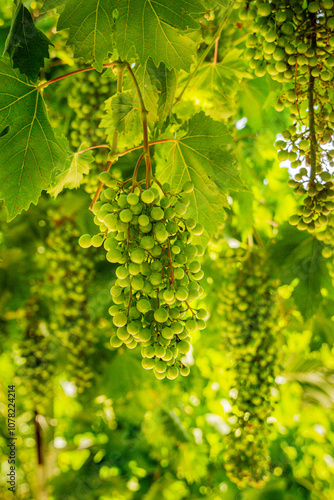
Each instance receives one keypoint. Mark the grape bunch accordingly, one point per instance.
(146, 233)
(250, 328)
(66, 287)
(86, 99)
(294, 43)
(282, 43)
(317, 205)
(38, 352)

****************************************

- Exercise prompt -
Return every line of the listing exactly, leaving its pictures behind.

- Result for this exercise -
Each instance receives one keypoint. Mark the grape bunch accordingly, one point per instance.
(146, 233)
(250, 328)
(66, 287)
(86, 99)
(294, 43)
(282, 43)
(317, 205)
(38, 352)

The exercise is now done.